▶ _SELECTED EXTRACT_
-- Begin --

# Which engine



## talogon (Aug 12, 2009)

How do I find out which variant my Ducato is? i.e.. 110/120/130ps i know it is a 2.3 but not which one. I am sure someone on here will know how to tell


----------



## rayc (Jun 3, 2008)

I thought you could only get either 120 and 130 BHP with the 2.3 engine?
Do you know the engine code?


----------



## talogon (Aug 12, 2009)

Sorry I should have said, it's a 2.3 jtd not the multijet.


----------



## pomme1 (May 19, 2005)

Talagon,

In which case, I am pretty certain it'll be the 130. I thought that was the only option on the pre-multijet 2.3.

Roger


----------



## talogon (Aug 12, 2009)

I think it is the 130 But from what I have read they did three. It just seems odd that I can't easily find out. Maybe as it's so hard that's because it just is 130.

-- End --

▶ _SUPPLIED DATA_
-- Begin --

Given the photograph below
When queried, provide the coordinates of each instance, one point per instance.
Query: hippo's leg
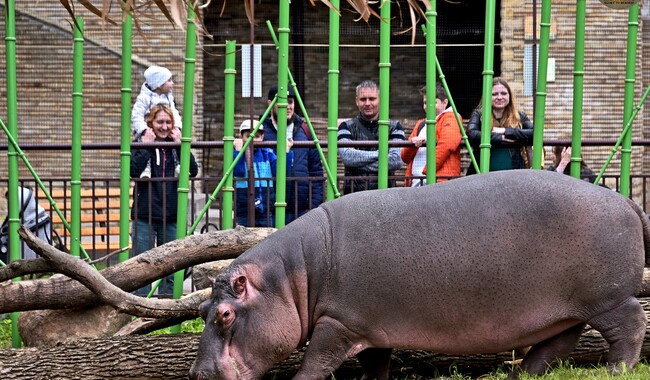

-- End --

▶ _EXERCISE_
Carry on the forum thread above about identifying the Ducato 2.3 engine variant, beginning after its last post.

▶ _RESULT OF THE TASK_
----------



## bigcats30 (Aug 13, 2012)

Look on the V5 it should tell you on there as I remember.


----------



## talogon (Aug 12, 2009)

Yes i thought it would be on there but I can't see it.


----------



## peribro (Sep 6, 2009)

I imagine Fiat will tell you if you give them a call. You will need the vin number to hand.


----------



## talogon (Aug 12, 2009)

That sounds like a good plan.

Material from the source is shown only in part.